**KUTIPAN:**
☆ ☆ ☆ ☆ ☆ ☆ ☆
Adapun saya, pernah mengalami tiga “gelombang peradaban”, yakni belajar bertani dan belajar berdagang, khususnya bagaimana orang-orang Tasikmalaya seperti paman-paman saya ini menjadi “tukang kiridit” di Jakarta. Sementara “peradaban” lainnya, yakni belajar di bangku sekolah, saya lakukan sebagai sebuah kewajiban atas arahan dan tanggung jawab orangtua sebagai guru. Tani-dagang-kantoran, itulah tiga “gelombang peradaban” yang membentuk karakter saya sampai sekarang.

Pada suatu masa di tahun 1970-an, markas dagang mereka berada di Kampung Krendang, Kawasan Tambora, Jakarta Barat. Sebuah kawasan padat pemukiman yang sekarang saya belum mengecek lagi apakah kampung itu masih ada atau sudah lenyap tinggal nama tergerus apartemen dan perkantoran.

Saat liburan caturwulan, sebelum saya berlibur di rumah kakek-nenek dari pihak Ibu, yakni pasangan Maknun Iskandar-Nyimas Enung, saya sering tertambat di Kampung Krendang dan dengan sendirinya melihat sekaligus mempelajari bagaimana para paman menjalankan usahanya sebagai “tukang kiridit”. Ada yang berjualan barang-barang kebutuhan sehari-hari menggunakan sepeda, ada yang jualan minyak goreng pikul, dan seterusnya. Ya, mereka adalah paman-paman saya. Saya pernah menuangkan pengalaman saya “milu ngiridit” di blog bahasa Sunda saya.

Kembali ke Mang Ucup, paman yang sedang berada di samping saya ini, yang sedang mengemudikan Nissan-nya.

Pendidikannya terhenti di sekolah menengah pertama saat kakek-nenek masih kuat menyekolahkannya ke jenjang lebih tinggi. Balap sepeda motor atau di kampung kami disebut “motor trail” itu lebih menarik perhatian daripada pelajaran di bangku sekolah. Ingatan saya merekam dengan baik bagaimana nenek Enah tersedu-sedu atas permintaan Mang Ucup yang ingin sebuah sepeda motor trail untuk balapan di tanah bergelombang yang menjadi tren saat itu. Sekaya-kayanya petani di kampung, sepeda motor trail bukanlah harga murah dan hal itu terwujud kemudian. Saya tidak tahu bagaimana kakek-nenek bisa membeli sepeda motor trail yang mahal itu.
☆ ☆ ☆ ☆ ☆ ☆ ☆
**DATA YANG DIBERIKAN:**
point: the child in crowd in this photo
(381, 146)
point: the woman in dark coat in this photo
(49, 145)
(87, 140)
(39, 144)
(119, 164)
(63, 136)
☆ ☆ ☆ ☆ ☆ ☆ ☆
**SOAL 1:** Menurut kutipan, di mana letak markas dagang para paman pada tahun 1970-an?
**SOAL 2:** Saringlah daftar di atas dan salin setiap baris yang memuat kata "point".

**PENYELESAIAN SOAL 1:** Markas dagang mereka berada di Kampung Krendang, Kawasan Tambora, Jakarta Barat.

**PENYELESAIAN SOAL 2:**
point: the child in crowd in this photo
point: the woman in dark coat in this photo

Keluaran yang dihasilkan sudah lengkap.